▸ Short task A
Sum up the excerpt in two sentences.
**** Excerpt
And I will never forget the day I threw a plate across the room at my husband. It was all TOO MUCH! I wanted to go home to America and let my sister resume the cooking and entertaining. I could lie on the couch and drink beer!
(Today, February 3rd, I celebrate 13 years of sobriety! May I never go back to being a beer-guzzling couch potato who dreamed of marrying a prince. Clearly God had a better plan for me. Even if--3 years into my sobriety--He put me on a vineyard and turned my husband into a winemaker! Poof!)
Challenges, challenges. Back to entertaining. It was my friend, Alicia, stockbroker by day and Malaysian Martha Stewart by night, who taught me the most precious lesson: prepare as much as you can in advance! Days in advance!
I have lost touch with my friend but I will get back with her one day - as I try to do better at maintaining my friendships (something I am not very good at. This has nothing to do with not loving my friends. It may have something to do with being "a solitude"--or a recluse or a hermit or an introvert...or an alcoholic? But we should be careful not to label one another. Don't you think? As my Mom always taught me: what you say is what you get).
********
**** Provided entries
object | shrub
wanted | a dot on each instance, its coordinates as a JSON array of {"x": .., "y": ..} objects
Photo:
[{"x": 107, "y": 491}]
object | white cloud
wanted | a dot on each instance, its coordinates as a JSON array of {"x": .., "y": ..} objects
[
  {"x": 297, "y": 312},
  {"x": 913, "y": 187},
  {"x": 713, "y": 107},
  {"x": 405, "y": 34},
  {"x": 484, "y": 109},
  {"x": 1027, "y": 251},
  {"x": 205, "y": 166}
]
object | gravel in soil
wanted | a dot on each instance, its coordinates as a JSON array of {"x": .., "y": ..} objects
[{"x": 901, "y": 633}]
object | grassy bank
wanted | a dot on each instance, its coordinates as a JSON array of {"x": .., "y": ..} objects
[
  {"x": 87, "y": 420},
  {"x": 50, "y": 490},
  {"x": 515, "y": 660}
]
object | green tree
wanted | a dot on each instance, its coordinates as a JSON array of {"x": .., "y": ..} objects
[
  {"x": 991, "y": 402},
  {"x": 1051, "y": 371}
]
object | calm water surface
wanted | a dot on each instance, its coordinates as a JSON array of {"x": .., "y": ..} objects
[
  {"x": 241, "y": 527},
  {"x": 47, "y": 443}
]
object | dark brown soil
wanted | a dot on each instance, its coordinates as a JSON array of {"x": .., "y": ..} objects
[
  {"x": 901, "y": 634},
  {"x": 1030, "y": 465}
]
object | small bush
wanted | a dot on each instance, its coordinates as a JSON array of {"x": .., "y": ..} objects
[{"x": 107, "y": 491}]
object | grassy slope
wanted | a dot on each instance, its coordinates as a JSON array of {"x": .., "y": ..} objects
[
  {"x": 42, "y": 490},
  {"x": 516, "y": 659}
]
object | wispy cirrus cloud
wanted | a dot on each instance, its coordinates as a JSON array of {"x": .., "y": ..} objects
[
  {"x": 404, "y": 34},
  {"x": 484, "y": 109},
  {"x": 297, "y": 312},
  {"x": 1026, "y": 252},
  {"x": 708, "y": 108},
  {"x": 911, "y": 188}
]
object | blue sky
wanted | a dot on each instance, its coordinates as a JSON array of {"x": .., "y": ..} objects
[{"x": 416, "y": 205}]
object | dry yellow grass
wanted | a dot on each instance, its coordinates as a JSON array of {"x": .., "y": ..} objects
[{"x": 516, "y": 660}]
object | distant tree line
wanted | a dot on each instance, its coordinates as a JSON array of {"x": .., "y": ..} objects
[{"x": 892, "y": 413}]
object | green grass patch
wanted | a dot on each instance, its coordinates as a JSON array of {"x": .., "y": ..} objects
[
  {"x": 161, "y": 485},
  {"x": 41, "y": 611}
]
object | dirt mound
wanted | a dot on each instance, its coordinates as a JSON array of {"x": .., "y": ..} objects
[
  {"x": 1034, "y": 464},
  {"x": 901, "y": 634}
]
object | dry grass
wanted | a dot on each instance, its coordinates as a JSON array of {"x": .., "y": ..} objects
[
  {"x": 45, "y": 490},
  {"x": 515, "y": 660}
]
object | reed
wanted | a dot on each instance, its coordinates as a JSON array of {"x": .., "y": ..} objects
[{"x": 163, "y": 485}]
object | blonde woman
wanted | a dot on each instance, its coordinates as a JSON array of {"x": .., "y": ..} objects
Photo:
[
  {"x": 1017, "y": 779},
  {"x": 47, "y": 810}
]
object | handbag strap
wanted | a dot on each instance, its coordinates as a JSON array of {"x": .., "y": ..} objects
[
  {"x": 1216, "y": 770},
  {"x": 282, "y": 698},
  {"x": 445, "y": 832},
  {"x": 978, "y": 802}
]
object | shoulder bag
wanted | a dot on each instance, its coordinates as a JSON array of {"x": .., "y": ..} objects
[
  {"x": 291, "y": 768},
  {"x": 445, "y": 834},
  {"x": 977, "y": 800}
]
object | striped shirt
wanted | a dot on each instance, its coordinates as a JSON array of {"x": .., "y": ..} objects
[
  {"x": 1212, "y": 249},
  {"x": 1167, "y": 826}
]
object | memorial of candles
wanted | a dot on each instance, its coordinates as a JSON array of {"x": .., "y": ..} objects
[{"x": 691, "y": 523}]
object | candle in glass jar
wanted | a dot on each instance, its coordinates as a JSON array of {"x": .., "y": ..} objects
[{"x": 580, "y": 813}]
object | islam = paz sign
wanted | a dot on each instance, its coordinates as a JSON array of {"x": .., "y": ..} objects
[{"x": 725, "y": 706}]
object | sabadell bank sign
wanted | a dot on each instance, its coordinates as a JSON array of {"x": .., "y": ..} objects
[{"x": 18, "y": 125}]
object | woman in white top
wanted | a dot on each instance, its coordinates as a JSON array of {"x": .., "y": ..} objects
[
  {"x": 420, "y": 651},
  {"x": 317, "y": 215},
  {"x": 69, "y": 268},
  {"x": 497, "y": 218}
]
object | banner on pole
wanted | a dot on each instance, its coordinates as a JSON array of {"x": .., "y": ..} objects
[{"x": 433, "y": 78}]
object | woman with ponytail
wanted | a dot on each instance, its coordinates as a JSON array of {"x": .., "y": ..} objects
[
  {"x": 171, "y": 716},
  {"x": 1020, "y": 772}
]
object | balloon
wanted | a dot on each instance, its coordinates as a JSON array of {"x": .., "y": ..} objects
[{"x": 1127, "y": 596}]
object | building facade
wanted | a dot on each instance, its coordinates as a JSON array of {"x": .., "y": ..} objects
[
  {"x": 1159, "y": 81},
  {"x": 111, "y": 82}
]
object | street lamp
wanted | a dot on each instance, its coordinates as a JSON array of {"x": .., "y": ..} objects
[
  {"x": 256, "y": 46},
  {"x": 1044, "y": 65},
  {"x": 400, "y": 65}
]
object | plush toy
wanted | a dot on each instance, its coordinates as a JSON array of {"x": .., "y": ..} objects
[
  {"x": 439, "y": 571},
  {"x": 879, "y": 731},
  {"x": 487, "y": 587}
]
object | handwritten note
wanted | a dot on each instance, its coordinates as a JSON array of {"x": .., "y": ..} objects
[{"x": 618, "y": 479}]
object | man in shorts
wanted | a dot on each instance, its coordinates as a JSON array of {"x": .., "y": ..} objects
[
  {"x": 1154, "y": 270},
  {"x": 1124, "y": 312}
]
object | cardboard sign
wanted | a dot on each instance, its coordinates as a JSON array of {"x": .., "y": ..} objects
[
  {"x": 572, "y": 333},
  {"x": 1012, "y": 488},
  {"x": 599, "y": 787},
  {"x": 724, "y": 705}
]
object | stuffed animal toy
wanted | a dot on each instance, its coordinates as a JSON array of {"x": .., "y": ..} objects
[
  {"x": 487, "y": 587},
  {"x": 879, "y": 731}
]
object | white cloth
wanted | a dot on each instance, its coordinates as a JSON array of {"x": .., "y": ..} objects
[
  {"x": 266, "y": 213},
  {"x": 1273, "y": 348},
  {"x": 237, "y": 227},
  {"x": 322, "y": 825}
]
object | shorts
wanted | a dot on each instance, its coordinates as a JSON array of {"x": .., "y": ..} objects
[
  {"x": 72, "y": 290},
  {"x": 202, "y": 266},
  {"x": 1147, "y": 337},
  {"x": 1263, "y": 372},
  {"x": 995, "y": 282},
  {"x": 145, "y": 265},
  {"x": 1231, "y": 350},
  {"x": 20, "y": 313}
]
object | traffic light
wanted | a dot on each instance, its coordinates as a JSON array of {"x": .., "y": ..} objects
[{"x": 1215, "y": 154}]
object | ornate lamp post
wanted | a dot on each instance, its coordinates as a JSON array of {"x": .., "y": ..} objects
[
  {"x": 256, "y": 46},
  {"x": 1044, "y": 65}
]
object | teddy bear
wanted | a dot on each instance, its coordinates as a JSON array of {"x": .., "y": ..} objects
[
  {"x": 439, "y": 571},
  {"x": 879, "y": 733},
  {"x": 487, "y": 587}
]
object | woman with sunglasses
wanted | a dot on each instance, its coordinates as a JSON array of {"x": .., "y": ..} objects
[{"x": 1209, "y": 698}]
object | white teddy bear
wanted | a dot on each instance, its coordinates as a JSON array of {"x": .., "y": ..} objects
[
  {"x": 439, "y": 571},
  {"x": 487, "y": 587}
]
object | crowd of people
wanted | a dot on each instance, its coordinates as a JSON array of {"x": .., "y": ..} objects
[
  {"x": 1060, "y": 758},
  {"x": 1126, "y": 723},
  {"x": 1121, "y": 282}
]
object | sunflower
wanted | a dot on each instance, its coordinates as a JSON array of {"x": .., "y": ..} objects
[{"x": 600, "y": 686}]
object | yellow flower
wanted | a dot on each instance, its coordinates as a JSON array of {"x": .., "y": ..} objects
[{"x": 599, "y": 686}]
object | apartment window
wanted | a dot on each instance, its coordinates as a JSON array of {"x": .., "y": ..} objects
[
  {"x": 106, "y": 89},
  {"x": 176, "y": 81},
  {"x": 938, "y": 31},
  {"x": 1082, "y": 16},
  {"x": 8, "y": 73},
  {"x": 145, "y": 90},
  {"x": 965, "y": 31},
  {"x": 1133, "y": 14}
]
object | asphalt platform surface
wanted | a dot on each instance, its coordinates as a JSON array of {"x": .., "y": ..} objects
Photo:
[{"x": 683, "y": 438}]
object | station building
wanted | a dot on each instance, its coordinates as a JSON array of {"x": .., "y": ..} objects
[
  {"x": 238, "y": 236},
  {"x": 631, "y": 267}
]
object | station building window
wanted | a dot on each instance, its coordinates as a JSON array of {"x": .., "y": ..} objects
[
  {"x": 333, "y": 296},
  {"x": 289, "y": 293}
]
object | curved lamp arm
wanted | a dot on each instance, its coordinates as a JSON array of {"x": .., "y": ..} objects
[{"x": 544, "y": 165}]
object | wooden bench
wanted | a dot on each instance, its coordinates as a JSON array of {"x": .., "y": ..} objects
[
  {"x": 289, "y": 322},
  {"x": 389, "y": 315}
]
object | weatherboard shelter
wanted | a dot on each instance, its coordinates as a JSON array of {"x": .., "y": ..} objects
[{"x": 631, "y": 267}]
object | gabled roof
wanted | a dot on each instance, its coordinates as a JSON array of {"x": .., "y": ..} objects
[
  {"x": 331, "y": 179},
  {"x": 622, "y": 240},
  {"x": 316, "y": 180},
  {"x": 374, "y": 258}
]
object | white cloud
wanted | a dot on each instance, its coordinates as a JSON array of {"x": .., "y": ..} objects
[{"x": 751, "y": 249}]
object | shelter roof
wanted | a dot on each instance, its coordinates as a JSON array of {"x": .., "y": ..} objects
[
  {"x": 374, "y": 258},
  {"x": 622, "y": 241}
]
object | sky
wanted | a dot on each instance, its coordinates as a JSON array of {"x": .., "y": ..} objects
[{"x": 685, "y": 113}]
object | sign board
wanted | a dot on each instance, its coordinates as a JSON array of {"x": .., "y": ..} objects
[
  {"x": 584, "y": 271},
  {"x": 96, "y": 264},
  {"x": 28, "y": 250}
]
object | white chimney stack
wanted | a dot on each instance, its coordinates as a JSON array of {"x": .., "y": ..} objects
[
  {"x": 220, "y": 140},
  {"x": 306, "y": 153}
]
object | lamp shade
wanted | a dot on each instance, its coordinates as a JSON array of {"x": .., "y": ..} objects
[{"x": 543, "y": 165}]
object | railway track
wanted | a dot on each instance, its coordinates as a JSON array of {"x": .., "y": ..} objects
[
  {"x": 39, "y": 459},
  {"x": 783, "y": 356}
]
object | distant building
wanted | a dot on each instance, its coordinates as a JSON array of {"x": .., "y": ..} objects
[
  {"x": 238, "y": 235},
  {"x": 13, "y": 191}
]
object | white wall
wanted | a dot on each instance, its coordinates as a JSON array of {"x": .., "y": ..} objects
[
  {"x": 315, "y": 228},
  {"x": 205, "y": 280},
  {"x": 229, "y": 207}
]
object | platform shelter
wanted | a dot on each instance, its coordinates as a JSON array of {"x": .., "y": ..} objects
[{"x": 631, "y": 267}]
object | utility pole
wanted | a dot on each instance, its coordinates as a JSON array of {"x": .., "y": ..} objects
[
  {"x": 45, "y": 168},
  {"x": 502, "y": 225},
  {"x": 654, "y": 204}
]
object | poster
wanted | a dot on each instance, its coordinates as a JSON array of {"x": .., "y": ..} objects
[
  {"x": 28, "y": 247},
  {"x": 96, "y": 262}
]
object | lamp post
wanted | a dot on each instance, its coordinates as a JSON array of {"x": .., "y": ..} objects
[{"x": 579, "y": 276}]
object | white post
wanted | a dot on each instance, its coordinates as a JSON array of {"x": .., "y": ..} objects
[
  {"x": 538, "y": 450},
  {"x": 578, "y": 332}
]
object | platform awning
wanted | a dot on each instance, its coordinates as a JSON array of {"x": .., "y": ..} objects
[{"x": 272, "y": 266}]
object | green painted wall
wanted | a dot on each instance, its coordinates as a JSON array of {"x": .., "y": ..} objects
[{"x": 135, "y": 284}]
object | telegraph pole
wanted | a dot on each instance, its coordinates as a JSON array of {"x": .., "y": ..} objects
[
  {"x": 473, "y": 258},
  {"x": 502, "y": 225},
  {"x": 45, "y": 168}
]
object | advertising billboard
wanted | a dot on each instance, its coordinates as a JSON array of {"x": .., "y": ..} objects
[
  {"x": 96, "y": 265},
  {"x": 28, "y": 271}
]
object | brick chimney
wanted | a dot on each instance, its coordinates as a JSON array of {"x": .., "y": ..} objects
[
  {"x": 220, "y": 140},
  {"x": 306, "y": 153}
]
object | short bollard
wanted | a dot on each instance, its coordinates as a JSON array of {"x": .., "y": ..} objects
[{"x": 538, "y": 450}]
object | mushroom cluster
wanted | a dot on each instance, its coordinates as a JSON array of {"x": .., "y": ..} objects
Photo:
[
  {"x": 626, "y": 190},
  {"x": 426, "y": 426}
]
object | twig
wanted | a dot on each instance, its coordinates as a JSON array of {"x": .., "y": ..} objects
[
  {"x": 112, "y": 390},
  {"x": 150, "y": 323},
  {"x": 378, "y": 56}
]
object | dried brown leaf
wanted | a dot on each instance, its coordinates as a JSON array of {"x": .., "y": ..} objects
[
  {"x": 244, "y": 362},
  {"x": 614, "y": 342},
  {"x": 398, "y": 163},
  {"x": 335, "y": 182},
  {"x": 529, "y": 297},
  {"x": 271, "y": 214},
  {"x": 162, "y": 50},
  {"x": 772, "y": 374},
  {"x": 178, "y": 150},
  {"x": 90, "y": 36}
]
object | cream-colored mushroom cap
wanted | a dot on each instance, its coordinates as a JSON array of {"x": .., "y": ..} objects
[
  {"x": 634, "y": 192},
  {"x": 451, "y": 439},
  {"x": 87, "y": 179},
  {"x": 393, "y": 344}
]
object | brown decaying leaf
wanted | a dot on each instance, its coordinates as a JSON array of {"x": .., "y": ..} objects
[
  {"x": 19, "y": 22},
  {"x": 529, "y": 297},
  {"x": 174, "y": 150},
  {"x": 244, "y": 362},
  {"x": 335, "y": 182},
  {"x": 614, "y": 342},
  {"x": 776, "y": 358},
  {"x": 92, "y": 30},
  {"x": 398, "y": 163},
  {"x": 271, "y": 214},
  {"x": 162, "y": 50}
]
********
▸ Short task B
Gather every line of the listing that contains the string "pole". Matching is case-sensitive.

▸ Written answer A
The writer recalls throwing a plate across the room at a husband when it all became too much, and on February 3rd celebrates 13 years of sobriety. A friend, Alicia, taught the lesson of preparing as much as possible days in advance for entertaining, and the writer, who admits to not being good at maintaining friendships, plans to reconnect with that friend one day.

▸ Written answer B
object | banner on pole
object | utility pole
object | telegraph pole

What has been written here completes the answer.